> Task instructions: Word for word, restate the records that appear below.

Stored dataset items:

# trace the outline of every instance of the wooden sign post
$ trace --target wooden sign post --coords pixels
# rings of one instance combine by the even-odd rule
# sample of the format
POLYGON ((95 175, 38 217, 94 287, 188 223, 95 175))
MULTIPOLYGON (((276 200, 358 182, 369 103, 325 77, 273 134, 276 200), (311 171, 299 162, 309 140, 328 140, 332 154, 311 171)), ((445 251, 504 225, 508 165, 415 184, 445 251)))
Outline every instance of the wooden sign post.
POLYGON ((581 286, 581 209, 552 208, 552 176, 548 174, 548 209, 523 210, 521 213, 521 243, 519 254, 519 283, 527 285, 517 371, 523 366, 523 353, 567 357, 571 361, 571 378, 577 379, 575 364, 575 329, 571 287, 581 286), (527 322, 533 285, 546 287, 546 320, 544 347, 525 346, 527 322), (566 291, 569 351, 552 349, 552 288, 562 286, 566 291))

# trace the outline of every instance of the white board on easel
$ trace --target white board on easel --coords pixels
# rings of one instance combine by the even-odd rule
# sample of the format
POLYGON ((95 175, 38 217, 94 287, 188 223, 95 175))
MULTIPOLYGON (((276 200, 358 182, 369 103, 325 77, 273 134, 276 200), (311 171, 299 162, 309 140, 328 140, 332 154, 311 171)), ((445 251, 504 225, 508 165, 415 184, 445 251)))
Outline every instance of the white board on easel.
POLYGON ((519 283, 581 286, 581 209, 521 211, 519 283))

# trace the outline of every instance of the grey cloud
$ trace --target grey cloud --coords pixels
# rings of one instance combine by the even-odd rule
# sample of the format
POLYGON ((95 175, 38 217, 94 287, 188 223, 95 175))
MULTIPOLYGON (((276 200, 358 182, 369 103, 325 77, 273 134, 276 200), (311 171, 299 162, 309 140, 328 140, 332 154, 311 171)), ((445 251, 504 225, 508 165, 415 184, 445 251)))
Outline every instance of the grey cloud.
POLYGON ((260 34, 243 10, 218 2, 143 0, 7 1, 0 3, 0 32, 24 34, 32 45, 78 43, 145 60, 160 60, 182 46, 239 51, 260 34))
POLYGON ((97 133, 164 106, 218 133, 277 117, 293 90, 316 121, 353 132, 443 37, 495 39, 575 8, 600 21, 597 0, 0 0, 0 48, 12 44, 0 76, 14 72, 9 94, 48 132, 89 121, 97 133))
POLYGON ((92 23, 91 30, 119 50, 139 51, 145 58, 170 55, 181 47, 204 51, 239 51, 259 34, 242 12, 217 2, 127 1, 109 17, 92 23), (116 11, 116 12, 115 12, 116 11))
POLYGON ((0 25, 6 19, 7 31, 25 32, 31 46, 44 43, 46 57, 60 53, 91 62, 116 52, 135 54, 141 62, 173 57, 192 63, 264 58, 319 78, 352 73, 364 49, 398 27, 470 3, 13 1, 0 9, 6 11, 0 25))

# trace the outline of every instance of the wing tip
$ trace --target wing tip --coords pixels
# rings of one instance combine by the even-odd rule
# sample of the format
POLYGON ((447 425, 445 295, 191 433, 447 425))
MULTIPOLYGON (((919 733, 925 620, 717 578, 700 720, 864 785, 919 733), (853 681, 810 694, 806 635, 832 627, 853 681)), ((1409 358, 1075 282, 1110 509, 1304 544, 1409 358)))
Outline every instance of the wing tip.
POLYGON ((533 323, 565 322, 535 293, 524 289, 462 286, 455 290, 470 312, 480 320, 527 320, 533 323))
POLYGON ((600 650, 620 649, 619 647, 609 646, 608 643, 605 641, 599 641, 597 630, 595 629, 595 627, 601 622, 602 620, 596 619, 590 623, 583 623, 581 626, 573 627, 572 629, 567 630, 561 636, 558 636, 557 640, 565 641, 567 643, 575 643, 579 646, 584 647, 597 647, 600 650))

> Written response:
# trace the outline of every instance of the wooden sign post
$ trace --target wooden sign post --coords pixels
# rings of one instance combine by the even-odd rule
# sample of the format
POLYGON ((95 175, 38 217, 94 287, 188 223, 95 175))
MULTIPOLYGON (((276 200, 358 182, 369 103, 325 77, 273 134, 276 200), (311 171, 299 162, 309 140, 328 140, 332 154, 311 171)), ((445 251, 504 225, 508 165, 415 184, 445 251)))
Outline every instance of the wooden sign post.
POLYGON ((581 286, 581 209, 552 208, 552 176, 548 174, 548 209, 523 210, 521 213, 521 243, 519 254, 519 283, 527 285, 517 371, 523 366, 523 353, 567 357, 571 361, 571 378, 577 379, 575 364, 575 329, 571 287, 581 286), (527 322, 533 285, 546 287, 546 320, 544 347, 525 346, 527 322), (566 291, 569 351, 552 349, 552 288, 562 286, 566 291))

# trace the outline of every instance of the white board on easel
$ trace --target white board on easel --coords pixels
# rings of one instance combine by the even-odd rule
# sample of the format
POLYGON ((95 175, 38 217, 94 287, 188 223, 95 175))
MULTIPOLYGON (((276 200, 358 182, 369 103, 325 77, 273 134, 276 200), (311 171, 299 162, 309 140, 328 140, 332 154, 311 171)), ((445 251, 504 225, 508 165, 415 184, 445 251)))
Outline every instance of the white board on easel.
POLYGON ((519 283, 581 286, 581 209, 521 211, 519 283))

# trace the outline of every instance of the grey cloud
$ trace --target grey cloud --coords pixels
# rings of one instance combine by the even-odd rule
# sample of the format
POLYGON ((95 175, 38 217, 94 287, 188 223, 95 175))
MULTIPOLYGON (((276 200, 358 182, 369 103, 325 77, 273 134, 276 200), (311 171, 299 162, 309 140, 328 140, 332 154, 311 171)), ((445 251, 504 225, 508 165, 415 184, 445 251)))
Outline every instance of the grey cloud.
POLYGON ((260 34, 243 10, 218 2, 143 0, 7 1, 0 3, 0 32, 24 34, 32 45, 78 43, 145 60, 160 60, 182 46, 239 51, 260 34))
POLYGON ((97 133, 164 106, 218 133, 277 117, 293 90, 316 121, 353 132, 443 37, 495 39, 575 8, 600 21, 597 0, 0 0, 0 48, 12 44, 0 76, 14 72, 9 94, 48 132, 89 121, 97 133))
POLYGON ((92 23, 91 30, 119 50, 139 51, 145 58, 170 55, 181 47, 204 51, 239 51, 259 34, 242 12, 217 2, 127 1, 109 17, 92 23), (116 11, 116 12, 115 12, 116 11))
POLYGON ((0 25, 6 19, 7 31, 25 32, 31 46, 44 43, 46 57, 60 53, 91 62, 116 52, 135 54, 141 62, 173 57, 192 63, 264 58, 319 78, 352 73, 364 49, 398 27, 470 3, 13 1, 0 9, 6 11, 0 25))

# trace the outline of every instance of the wing tip
$ trace --target wing tip --coords pixels
# rings of one instance combine by the even-odd rule
# sample of the format
POLYGON ((447 425, 445 295, 191 433, 447 425))
MULTIPOLYGON (((919 733, 925 620, 717 578, 700 720, 864 785, 919 733), (853 681, 810 694, 806 635, 832 627, 853 681)), ((1409 358, 1075 282, 1110 509, 1304 544, 1409 358)))
Outline every instance of the wing tip.
POLYGON ((533 323, 565 322, 535 293, 524 289, 462 286, 455 290, 470 312, 480 320, 527 320, 533 323))
POLYGON ((600 650, 620 649, 619 647, 609 646, 608 643, 605 641, 599 641, 597 630, 595 629, 595 627, 601 622, 602 620, 596 619, 590 623, 583 623, 581 626, 573 627, 572 629, 567 630, 561 636, 558 636, 557 640, 565 641, 567 643, 575 643, 579 646, 584 647, 597 647, 600 650))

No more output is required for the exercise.